Managing Test Anxiety is More Than Just "Toughing It Out"

Elizabeth Langteau Elizabeth Langteau
High school students taking a test in class

Every spring, I watch the same thing happen in schools across Wisconsin. The calendar flips to testing season and something shifts in the building. The hallways get a little quieter. Kids who were thriving in March start complaining of stomachaches in April. Bulletin boards get covered in motivational slogans. And well-meaning adults, trying their best to prepare students, sometimes inadvertently turn up the pressure.

I get it. There is real weight attached to standardized assessments. But after years of working with students, educators, and families on social emotional health and behavior, I have come to believe something firmly: the way we frame and structure testing season matters just as much as any academic prep we do beforehand.

A healthy testing environment is less about decorations or pep talks and more about predictable routines, honest communication, and giving students concrete tools they can actually use when stress shows up. Here is what that looks like in practice.

What Test Anxiety Actually Looks Like

Before we can support students, we need to recognize what we are seeing. Test anxiety does not always look like a student crying at their desk. More often, it shows up as avoidance ("I feel sick, I can't go to school today"), irritability, disrupted sleep, difficulty concentrating, or repeated trips to the nurse in the days leading up to an assessment.
**********
__Work instructions__
Copy the part of the test anxiety article starting at "Elizabeth Langteau Elizabeth" and ending at "up the pressure.", word for word.
**********
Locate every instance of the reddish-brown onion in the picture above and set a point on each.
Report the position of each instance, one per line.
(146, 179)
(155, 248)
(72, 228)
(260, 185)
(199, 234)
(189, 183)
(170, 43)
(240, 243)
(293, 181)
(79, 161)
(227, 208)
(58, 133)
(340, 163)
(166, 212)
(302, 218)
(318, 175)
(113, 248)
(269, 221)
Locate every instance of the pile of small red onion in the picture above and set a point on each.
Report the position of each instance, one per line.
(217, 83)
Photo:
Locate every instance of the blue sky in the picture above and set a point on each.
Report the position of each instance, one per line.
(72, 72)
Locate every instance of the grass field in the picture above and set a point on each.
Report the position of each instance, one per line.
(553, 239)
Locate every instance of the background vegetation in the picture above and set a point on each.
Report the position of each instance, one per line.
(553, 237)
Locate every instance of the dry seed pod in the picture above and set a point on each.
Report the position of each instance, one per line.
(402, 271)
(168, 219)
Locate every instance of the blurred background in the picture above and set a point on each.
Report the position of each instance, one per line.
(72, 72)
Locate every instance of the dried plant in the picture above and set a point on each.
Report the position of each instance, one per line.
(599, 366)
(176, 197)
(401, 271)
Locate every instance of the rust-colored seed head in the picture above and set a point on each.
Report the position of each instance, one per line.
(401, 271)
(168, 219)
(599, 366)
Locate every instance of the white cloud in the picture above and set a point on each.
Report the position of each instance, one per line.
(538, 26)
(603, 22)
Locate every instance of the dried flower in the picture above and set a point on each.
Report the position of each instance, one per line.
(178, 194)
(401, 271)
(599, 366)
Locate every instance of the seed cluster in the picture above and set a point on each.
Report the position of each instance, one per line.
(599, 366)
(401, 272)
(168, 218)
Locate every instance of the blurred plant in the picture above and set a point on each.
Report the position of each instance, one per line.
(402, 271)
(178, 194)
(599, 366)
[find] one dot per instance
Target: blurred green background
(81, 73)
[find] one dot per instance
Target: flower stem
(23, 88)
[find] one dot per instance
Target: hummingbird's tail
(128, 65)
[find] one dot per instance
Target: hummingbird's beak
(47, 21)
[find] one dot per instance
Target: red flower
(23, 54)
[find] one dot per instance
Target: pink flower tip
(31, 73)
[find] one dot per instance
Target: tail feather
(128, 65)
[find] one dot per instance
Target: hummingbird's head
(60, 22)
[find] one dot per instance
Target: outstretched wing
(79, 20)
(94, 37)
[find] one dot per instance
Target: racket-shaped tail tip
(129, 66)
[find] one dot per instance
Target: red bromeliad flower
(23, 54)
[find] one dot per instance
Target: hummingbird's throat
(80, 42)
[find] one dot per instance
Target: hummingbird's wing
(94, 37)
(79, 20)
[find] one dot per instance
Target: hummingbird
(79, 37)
**********
__Worked solution__
Elizabeth Langteau Elizabeth Langteau
High school students taking a test in class

Every spring, I watch the same thing happen in schools across Wisconsin. The calendar flips to testing season and something shifts in the building. The hallways get a little quieter. Kids who were thriving in March start complaining of stomachaches in April. Bulletin boards get covered in motivational slogans. And well-meaning adults, trying their best to prepare students, sometimes inadvertently turn up the pressure.